━━━━━ DATASET ━━━━━

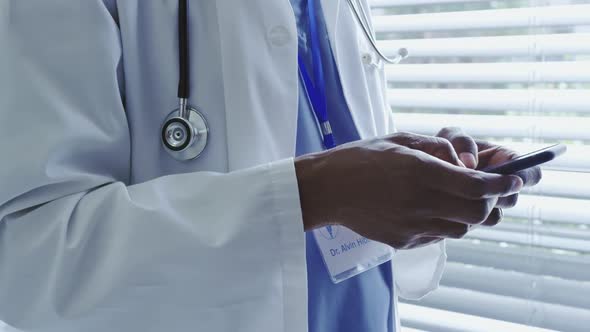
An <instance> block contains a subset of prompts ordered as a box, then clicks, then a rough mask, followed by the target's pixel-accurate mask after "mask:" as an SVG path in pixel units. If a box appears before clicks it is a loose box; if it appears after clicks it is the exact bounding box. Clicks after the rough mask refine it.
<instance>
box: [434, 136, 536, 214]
mask: <svg viewBox="0 0 590 332" xmlns="http://www.w3.org/2000/svg"><path fill="white" fill-rule="evenodd" d="M437 137H441V138H445V139H447V140H448V141H449V142H450V143H451V144H452V145H453V148H454V149H455V152H456V153H457V154H458V156H459V159H461V161H462V162H463V164H465V167H468V168H472V169H483V168H486V167H488V166H492V165H497V164H500V163H503V162H505V161H507V160H511V159H514V158H516V157H518V154H517V153H516V152H514V151H512V150H510V149H508V148H506V147H504V146H500V145H494V144H491V143H489V142H485V141H480V140H475V139H473V138H472V137H470V136H469V135H467V134H465V133H464V132H463V130H461V129H460V128H457V127H447V128H443V129H441V130H440V131H439V133H438V134H437ZM515 175H517V176H518V177H520V178H521V179H522V181H523V183H524V186H525V187H528V186H534V185H535V184H537V183H539V181H540V180H541V177H542V173H541V168H540V167H538V166H537V167H531V168H529V169H525V170H522V171H520V172H518V173H516V174H515ZM517 202H518V194H513V195H510V196H507V197H500V198H499V199H498V203H497V204H496V208H511V207H513V206H514V205H516V203H517Z"/></svg>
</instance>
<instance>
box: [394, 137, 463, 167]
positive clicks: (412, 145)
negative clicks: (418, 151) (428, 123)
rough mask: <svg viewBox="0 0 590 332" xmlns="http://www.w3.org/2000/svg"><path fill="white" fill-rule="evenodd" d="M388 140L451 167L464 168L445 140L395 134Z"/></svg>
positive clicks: (432, 138) (456, 156)
mask: <svg viewBox="0 0 590 332" xmlns="http://www.w3.org/2000/svg"><path fill="white" fill-rule="evenodd" d="M388 139H389V140H390V141H391V142H393V143H395V144H399V145H403V146H405V147H407V148H410V149H414V150H419V151H422V152H424V153H426V154H429V155H431V156H434V157H436V158H438V159H441V160H444V161H446V162H448V163H451V164H453V165H457V166H461V167H465V165H464V164H463V163H462V162H461V160H460V159H459V156H458V155H457V153H456V152H455V149H454V148H453V146H452V145H451V142H449V141H448V140H447V139H445V138H441V137H435V136H426V135H419V134H413V133H397V134H395V135H392V136H390V137H388Z"/></svg>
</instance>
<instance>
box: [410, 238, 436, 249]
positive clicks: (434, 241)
mask: <svg viewBox="0 0 590 332" xmlns="http://www.w3.org/2000/svg"><path fill="white" fill-rule="evenodd" d="M442 240H444V238H442V237H437V236H423V237H421V238H418V239H417V240H415V241H414V243H412V244H411V245H410V246H408V247H407V248H406V249H416V248H421V247H425V246H428V245H431V244H435V243H438V242H440V241H442Z"/></svg>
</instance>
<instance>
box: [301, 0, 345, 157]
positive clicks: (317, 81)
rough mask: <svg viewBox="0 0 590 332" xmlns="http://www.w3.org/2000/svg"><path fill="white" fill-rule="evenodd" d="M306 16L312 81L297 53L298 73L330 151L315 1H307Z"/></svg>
mask: <svg viewBox="0 0 590 332" xmlns="http://www.w3.org/2000/svg"><path fill="white" fill-rule="evenodd" d="M307 15H308V18H309V33H310V35H311V37H310V49H311V59H312V67H313V77H314V79H315V80H314V81H312V80H311V77H310V75H309V71H308V70H307V67H306V66H305V62H304V61H303V57H302V54H301V52H299V57H298V60H299V72H300V73H301V77H302V78H303V84H304V85H305V90H306V91H307V95H308V96H309V99H310V102H311V108H312V109H313V112H314V113H315V116H316V118H317V120H318V122H319V124H320V129H321V133H322V138H323V141H324V147H325V148H326V149H331V148H333V147H335V146H336V144H335V143H334V135H333V134H332V127H331V126H330V121H329V119H328V105H327V101H326V81H325V79H324V68H323V65H322V56H321V50H320V35H319V32H318V22H317V19H318V13H317V12H316V8H315V0H308V1H307Z"/></svg>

━━━━━

▶ [EXERCISE OBJECTIVE]
From the data above, reproduce word for word the lines running from the line with "negative clicks: (418, 151) (428, 123)" to the line with "140L451 167L464 168L445", ends included.

▶ [SOLUTION FOR THIS EXERCISE]
negative clicks: (418, 151) (428, 123)
rough mask: <svg viewBox="0 0 590 332" xmlns="http://www.w3.org/2000/svg"><path fill="white" fill-rule="evenodd" d="M388 140L451 167L464 168L445 140L395 134Z"/></svg>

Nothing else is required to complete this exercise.